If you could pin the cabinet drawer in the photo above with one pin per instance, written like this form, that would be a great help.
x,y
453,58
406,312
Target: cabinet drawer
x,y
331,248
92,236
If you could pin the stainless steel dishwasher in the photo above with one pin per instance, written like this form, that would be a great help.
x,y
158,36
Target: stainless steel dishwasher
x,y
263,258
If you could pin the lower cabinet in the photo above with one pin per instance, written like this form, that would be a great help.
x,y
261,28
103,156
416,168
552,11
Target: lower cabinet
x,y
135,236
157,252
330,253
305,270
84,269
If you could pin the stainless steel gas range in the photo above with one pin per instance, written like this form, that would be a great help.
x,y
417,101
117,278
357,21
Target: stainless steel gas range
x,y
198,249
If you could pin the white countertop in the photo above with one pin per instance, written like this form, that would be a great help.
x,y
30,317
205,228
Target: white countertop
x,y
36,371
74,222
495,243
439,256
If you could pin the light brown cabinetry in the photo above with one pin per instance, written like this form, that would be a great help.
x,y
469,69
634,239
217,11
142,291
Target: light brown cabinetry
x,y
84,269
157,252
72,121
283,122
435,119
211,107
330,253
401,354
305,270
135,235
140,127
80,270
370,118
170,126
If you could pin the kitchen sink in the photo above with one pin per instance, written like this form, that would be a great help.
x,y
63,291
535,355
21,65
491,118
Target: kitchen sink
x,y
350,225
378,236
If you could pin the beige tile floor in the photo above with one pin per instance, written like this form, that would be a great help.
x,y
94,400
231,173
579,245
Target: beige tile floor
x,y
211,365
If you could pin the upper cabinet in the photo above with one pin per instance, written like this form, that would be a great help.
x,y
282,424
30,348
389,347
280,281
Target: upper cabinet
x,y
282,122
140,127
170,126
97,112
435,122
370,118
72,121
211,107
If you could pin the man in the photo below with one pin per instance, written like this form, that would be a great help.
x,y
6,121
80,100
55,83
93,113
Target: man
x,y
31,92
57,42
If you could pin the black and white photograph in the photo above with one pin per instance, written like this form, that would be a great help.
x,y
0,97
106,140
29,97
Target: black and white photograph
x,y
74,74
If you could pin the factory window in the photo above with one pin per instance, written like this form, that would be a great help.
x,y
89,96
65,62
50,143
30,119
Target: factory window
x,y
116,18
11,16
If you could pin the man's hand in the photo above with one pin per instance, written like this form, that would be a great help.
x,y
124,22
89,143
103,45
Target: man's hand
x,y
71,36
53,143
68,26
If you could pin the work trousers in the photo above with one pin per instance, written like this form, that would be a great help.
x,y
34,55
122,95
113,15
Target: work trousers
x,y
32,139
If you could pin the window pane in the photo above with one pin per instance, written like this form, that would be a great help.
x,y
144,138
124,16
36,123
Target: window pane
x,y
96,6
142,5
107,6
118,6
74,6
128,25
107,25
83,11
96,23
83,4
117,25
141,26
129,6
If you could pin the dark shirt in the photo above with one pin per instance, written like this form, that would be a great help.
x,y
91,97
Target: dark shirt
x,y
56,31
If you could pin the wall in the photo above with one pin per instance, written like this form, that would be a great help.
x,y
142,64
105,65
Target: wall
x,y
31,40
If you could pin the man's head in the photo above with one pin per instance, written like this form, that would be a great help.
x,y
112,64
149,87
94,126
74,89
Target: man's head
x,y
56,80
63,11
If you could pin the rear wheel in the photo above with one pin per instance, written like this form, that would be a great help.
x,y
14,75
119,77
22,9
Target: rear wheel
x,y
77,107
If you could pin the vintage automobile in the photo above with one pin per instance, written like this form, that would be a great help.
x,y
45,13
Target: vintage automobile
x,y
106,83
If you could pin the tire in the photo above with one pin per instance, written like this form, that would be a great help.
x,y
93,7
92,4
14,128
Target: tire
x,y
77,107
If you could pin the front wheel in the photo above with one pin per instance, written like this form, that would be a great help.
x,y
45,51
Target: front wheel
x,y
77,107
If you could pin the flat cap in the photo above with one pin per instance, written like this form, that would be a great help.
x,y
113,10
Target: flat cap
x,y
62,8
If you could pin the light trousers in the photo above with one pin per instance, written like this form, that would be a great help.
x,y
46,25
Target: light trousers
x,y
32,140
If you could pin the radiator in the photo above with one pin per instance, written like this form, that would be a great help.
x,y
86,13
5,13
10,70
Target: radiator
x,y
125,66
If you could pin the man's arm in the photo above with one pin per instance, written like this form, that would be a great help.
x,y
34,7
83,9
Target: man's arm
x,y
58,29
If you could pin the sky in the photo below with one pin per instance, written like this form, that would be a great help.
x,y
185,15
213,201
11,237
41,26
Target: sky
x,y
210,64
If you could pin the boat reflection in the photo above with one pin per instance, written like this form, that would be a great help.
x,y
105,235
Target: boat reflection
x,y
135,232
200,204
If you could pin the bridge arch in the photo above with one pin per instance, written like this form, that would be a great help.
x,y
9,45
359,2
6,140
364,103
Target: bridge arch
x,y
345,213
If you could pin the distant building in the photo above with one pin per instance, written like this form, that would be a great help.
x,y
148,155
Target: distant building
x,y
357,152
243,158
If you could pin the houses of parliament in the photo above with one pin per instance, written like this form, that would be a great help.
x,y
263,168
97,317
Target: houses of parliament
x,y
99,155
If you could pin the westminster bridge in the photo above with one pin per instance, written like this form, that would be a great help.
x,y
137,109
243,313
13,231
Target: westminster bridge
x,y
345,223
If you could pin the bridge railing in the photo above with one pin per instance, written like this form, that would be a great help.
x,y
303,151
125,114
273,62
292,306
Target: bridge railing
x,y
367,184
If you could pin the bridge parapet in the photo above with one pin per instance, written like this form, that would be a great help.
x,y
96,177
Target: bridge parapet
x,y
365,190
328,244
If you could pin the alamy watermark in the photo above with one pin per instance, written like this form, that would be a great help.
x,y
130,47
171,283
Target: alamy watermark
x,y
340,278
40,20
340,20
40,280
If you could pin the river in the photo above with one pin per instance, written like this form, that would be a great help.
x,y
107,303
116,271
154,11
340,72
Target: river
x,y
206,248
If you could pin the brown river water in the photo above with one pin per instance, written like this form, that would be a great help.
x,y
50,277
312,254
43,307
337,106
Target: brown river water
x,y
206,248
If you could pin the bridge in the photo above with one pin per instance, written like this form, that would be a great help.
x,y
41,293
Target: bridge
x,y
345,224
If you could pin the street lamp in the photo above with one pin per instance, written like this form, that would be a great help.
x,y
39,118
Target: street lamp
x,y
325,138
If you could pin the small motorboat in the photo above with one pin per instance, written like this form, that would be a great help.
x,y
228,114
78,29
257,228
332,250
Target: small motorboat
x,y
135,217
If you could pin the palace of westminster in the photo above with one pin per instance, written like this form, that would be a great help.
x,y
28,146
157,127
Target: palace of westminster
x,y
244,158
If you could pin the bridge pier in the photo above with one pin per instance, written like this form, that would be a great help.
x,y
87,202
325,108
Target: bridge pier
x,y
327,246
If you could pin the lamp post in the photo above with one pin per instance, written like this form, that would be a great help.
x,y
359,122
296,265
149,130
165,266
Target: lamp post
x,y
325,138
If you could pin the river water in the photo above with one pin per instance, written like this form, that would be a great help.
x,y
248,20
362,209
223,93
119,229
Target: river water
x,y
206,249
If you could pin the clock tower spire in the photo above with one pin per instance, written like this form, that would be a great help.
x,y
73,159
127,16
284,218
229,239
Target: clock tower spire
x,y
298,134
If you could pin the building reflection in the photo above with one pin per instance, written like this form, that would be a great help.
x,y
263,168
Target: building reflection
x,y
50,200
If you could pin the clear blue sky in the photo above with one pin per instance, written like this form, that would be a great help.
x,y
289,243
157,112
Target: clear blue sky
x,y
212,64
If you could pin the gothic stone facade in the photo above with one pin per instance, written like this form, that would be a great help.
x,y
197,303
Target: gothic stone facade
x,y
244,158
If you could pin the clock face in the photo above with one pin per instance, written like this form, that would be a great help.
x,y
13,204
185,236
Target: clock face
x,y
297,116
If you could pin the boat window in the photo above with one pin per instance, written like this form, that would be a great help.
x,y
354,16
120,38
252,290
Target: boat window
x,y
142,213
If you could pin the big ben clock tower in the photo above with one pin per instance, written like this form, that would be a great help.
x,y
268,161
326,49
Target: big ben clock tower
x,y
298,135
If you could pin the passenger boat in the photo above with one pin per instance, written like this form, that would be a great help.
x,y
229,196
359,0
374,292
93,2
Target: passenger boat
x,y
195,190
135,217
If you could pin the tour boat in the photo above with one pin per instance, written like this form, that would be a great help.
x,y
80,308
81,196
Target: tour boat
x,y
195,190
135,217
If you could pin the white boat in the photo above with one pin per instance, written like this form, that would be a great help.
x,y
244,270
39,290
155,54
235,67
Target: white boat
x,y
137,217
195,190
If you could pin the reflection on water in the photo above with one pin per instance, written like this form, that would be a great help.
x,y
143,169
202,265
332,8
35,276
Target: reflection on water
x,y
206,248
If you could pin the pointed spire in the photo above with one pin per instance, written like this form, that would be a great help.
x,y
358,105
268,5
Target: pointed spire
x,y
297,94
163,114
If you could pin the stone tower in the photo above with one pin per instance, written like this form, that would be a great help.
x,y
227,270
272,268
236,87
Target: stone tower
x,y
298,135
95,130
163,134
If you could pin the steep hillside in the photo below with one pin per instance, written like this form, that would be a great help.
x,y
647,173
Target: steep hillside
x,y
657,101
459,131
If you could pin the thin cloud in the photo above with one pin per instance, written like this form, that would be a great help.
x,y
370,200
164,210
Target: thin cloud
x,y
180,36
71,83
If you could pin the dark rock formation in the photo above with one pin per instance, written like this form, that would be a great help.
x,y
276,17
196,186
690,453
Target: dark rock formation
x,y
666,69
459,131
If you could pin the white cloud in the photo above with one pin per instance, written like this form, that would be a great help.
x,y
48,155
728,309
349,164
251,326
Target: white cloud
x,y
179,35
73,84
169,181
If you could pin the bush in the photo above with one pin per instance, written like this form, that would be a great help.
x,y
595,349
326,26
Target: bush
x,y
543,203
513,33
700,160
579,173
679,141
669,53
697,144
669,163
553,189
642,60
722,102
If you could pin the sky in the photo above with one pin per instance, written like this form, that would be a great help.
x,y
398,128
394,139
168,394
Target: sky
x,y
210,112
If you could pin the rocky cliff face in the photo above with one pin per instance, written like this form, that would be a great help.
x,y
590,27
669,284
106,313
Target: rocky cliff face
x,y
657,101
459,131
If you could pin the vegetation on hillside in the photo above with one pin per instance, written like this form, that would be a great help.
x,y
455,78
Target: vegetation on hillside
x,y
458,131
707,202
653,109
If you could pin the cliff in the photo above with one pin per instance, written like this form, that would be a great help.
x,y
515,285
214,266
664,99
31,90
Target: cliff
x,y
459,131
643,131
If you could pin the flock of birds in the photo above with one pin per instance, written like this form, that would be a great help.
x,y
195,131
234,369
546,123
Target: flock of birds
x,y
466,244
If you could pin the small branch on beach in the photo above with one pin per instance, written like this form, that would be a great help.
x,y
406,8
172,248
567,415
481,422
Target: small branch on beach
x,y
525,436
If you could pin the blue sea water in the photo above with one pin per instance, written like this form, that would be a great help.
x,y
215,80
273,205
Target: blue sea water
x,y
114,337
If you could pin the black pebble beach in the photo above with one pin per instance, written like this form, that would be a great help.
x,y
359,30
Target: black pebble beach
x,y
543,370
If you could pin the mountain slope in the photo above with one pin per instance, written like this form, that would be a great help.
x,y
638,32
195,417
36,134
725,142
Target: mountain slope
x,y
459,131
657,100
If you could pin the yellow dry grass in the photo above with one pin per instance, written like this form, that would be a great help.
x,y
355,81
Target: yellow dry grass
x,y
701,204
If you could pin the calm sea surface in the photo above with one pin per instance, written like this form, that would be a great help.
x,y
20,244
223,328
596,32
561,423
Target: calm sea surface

────────────────────

» EXERCISE OBJECTIVE
The word "below" occurs on some lines of the data. Give the number of those lines only.

» FINISHED TASK
3